CHECK YOUR UNDERSTANDING:
**a.** In the article on Virginia's minimum wage increase, condense the paragraph beginning "On Jan. 1, the minimum wage" into a short list that keeps its main facts.
**b.** Decide whether each statement agrees with the article on Virginia's minimum wage increase, and support each yes or no with the deciding words quoted from it.
(i) The minimum wage reached $9.50 in May 2021.
(ii) According to Riley, most businesses pay their employees less than $11 per hour.
(iii) The Jan. 1 increase is the first phase of the state's wage increase.
**c.** Carry on the article on Virginia's minimum wage increase, beginning right after its final sentence.

Virginia’s minimum wage will increase to $11 per hour in less than a week, which is getting some mixed reactions from members of the commonwealth’s business community.
On Jan. 1, the minimum wage will increase by $1.50 per hour, going up from $9.50 to $11. This is the second phase in the state’s incremental minimum wage increase. In May of 2021, the minimum wage went up from $7.75 to $9.50.
Although this will put more of a burden on businesses, many have already been forced to increase wages in recent months because of a pressing labor shortage, according to Nicole Riley, the Virginia director for the National Federation of Independent Business.
Riley told The Center Square that most businesses are already paying their employees more than $11 per hour to incentivize potential workers. However, she said the higher minimum wage could negatively impact certain businesses who would normally hire younger and inexperienced workers later in the year.

GIVEN INFORMATION:

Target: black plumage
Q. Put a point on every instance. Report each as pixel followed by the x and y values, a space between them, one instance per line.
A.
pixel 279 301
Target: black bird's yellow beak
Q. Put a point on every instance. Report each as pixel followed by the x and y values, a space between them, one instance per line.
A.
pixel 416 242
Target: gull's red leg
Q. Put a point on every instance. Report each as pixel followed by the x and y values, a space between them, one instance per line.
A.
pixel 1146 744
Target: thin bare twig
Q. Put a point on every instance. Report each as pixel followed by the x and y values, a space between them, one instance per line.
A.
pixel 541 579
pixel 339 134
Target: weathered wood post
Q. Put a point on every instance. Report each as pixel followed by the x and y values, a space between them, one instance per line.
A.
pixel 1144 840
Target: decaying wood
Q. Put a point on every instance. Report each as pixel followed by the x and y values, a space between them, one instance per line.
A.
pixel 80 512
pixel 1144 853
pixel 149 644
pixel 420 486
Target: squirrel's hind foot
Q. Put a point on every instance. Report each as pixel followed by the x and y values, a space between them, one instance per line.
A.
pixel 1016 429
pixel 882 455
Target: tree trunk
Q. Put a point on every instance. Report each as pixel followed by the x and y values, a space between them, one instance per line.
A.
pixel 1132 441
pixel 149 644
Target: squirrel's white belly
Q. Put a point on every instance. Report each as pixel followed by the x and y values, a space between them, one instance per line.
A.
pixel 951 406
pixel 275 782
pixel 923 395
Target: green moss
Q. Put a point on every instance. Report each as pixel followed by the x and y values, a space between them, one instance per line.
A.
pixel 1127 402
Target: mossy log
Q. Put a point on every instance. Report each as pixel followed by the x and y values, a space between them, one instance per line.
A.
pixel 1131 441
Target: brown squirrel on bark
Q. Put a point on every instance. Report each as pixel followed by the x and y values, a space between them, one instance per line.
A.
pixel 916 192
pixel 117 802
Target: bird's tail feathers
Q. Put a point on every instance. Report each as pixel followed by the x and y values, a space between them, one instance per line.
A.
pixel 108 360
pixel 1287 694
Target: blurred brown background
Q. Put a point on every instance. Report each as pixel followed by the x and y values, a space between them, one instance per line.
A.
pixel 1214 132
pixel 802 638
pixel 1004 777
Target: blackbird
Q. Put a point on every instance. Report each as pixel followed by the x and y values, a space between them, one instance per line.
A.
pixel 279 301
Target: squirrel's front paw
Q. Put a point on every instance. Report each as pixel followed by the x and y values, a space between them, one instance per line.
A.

SOLVED PROBLEMS:
**a.**
- On Jan. 1, the minimum wage rises by $1.50, from $9.50 to $11 per hour.
- This is the second phase of the state's incremental increase.
- The first phase, in May 2021, raised it from $7.75 to $9.50.

**b.**
(i) Yes: "In May of 2021, the minimum wage went up from $7.75 to $9.50."
(ii) No: "most businesses are already paying their employees more than $11 per hour"
(iii) No: "This is the second phase in the state’s incremental minimum wage increase."

**c.**
Any time labor costs increase, there will be a trickle down effect, Riley said. To absorb costs, a business might spread work out among current staff, rather than hire another worker, she added. In some cases, a business could pass the costs down to the consumer through higher prices, but she said the high inflation rates could make that difficult to sustain and result in losing customers.
One organization called Business for a Fair Minimum Wage is embracing the higher wage. The group’s CEO, Holly Sklar, released a statement in which she said low minimum wages hurt workers who can’t afford basics and hurt businesses that count on people having money to spend. Michael Lastoria, the CEO of &pizza and member of the group, said higher wages show workers they are valued.
“Since the start of the pandemic, &pizza has opened 20 new locations [nationally] and we are planning to open 40 more in the next 12 months or so,” Lastoria said in a statement. “Our focus has always been on providing quality jobs and higher wages is the single clearest way to say to our workforce, ‘We value you.’ All of our work counts for nothing if our people cannot live on the wages we pay them.”
The restaurant has five locations in Virginia, all of which are in the Washington, D.C. metro area.
Stephen Haner, a senior fellow for state and local tax policy at the free-market Thomas Jefferson Institute for Public Policy, told The Center Square that most businesses have likely already prepared for the increase.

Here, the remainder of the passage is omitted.